Relevez, dans l'ordre où ils apparaissent, tous les noms de personnes cités dans l'extrait.

══ Extrait du texte

Paul Masson n’est pas mort tout entier : il survit en M. Mougel.

M. Mougel, en effet, juge inutile d’écrire des romans ou des nouvelles de pince-sans-rire : il n’est humoriste que par ses actions. Homme de théâtre par goût et par profession, il considère la vie comme un continuel prétexte à vaudeville, et ne trouve de prix à l’existence que s’il l’encombre d’incidents imprévus pour ses semblables. Le hasard ne lui semble pas assez fertile, et patiemment, avec une ingéniosité jamais lassée, il le rend toujours plus fantaisiste. Ses exploits sont nombreux.

Il adore organiser en silence des envois de témoins imaginaires et des duels fictifs qui bouleversent de petites âmes craintives ; il ahurit anonymement des cafés-concerts, aux jours de revues, en intervenant dans le scandale traditionnel, affolant les cabots installés à l’orchestre et entamant des colloques inattendus et coqualânesques avec le compère ; en deux minutes, il enlève en douceur à de gros messieurs cossus et provinciaux les belles petites qu’ils promenaient avec pompe, en enjoignant à ces brunes ou blondes enfants, qui ne le connaissent d’ailleurs pas, de le suivre immédiatement, comme s’il était leur frère. Mais son triomphe est de mystifier discrètement les mystificateurs professionnels. Ravaut et Paul Masson furent de ses victimes.

Et cependant ce fumiste redoutable possède la barbe abondante et les yeux sentimentaux des grands garçons doux et tendres, et ces signes ne mentent pas. Son public en effet se restreint à lui-même : il ne cherche qu’à enrichir sa vie de joies que lui seul savoure. Il mystifie avec bonté.

Vous l’approchez, vous lui parlez, et tout de suite votre cœur ressent pour lui de la sympathie, vous lui dites vos pensées, vos joies et vos ambitions, vous vous confiez à lui… Laissez s’enfuir quelques jours… un bateau, un matin ou un soir, vient à vous, et vous y montez, tranquillement, avec sérénité, en remerciant le batelier. Mais vous n’avez pas le temps de vous noyer. Le bateau s’arrête, au moment précis où vous pourriez boire un coup. Vous voilà sauvé, tout s’éclaircit à vos yeux, et vous êtes incapable d’en vouloir à celui qui le confectionna et le conduisit. Vous riez le premier de votre bêtise et de son habileté.

════
══ Contenu des données

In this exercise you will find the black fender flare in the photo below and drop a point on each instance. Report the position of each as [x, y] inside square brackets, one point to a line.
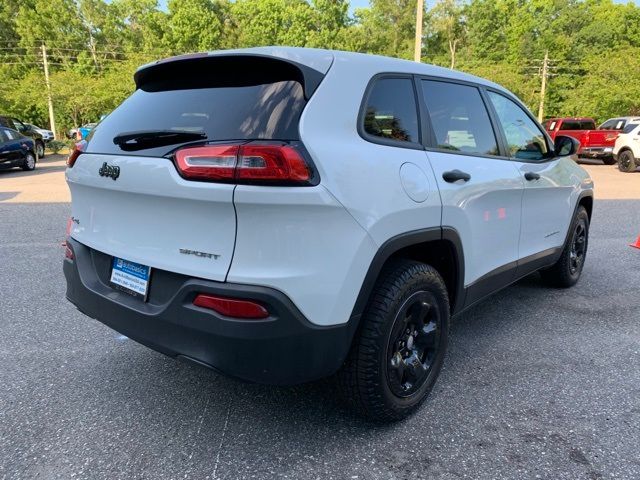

════

▸ **Corrigé**
Paul Masson, M. Mougel, Ravaut.